### Problems to work on
[a] From the teleoperation overview, reproduce word for word the passage starting at "Research thrust overview" and ending at "natural human touch.".
[b] According to the teleoperation overview, why does progress in human-centered teleoperation call for soft robotic systems and materials? Answer in one to three sentences.

### Selected text

■ ■ ■ ■

Human-centered teleoperation

Research thrust overview

Wearable haptic interface that is wireless, soft, lightweight, and capable of tactile/kinesthetic sensing and feedback for teleoperation, immersive VR/AR training, and assistance for the impaired.

  • Haptics research focused on designing micro-actuation cells that can generate multi-modal cutaneous feedback.
  • Control of actuator arrays to generate haptic sensations that simulate natural human touch.
  • “Superhuman sensing” through optical and electromagnetic sensing of nearby objects.
  • Sensing with acoustics and ultrasound for imaging the internal structure of a contacting object.

Thrust projects described below include:

Soft robotics and sensing

Progress in human-centered teleoperation requires haptic interfaces that are safe and comfortable for contact with the human body. This requires soft robotic systems and materials that match the compliance of natural biological tissue. Using novel material architectures that combine fluids, gels, elastomers, and shape memory matter, we are creating tissue-like sensing skins and artificial muscle actuators for next generation haptics and teleoperation. These soft material technologies can be used for wearable interfaces or be seamlessly incorporated into teleoperated soft robots that interact with their environment in much the same way that humans do.

Fingersight

Tool handling and close-up operation are challenges for the visually impaired that have not been well addressed by assistive devices. The FingerSight device consists of four vibrators (tactors) enclosed in a flexible ring and a small camera mounted at its top. Images captured by the camera are analyzed to recognize targets of reaching and the tip of any tool grasped in the hand, enabling software algorithms to generate tactile signals that guide the user’s hand to the target.

■ ■ ■ ■

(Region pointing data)
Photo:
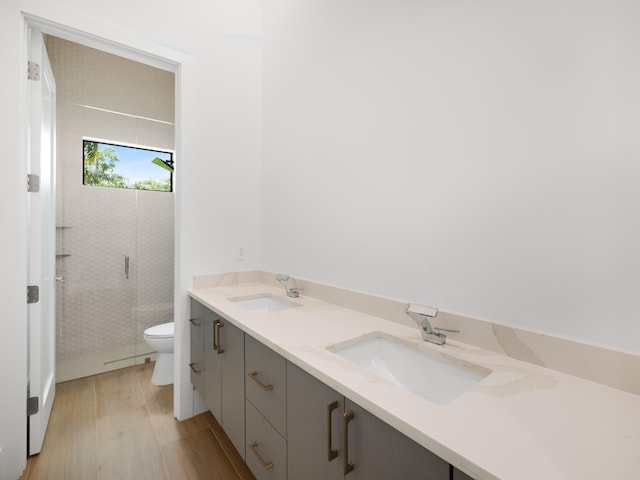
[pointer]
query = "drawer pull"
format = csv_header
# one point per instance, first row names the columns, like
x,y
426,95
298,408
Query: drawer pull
x,y
254,376
217,325
348,467
331,453
254,449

■ ■ ■ ■

### Per-task outputs
[a]
Research thrust overview

Wearable haptic interface that is wireless, soft, lightweight, and capable of tactile/kinesthetic sensing and feedback for teleoperation, immersive VR/AR training, and assistance for the impaired.

  • Haptics research focused on designing micro-actuation cells that can generate multi-modal cutaneous feedback.
  • Control of actuator arrays to generate haptic sensations that simulate natural human touch.

[b] Progress depends on haptic interfaces that are safe and comfortable for contact with the human body. Meeting that need requires soft robotic systems and materials that match the compliance of natural biological tissue.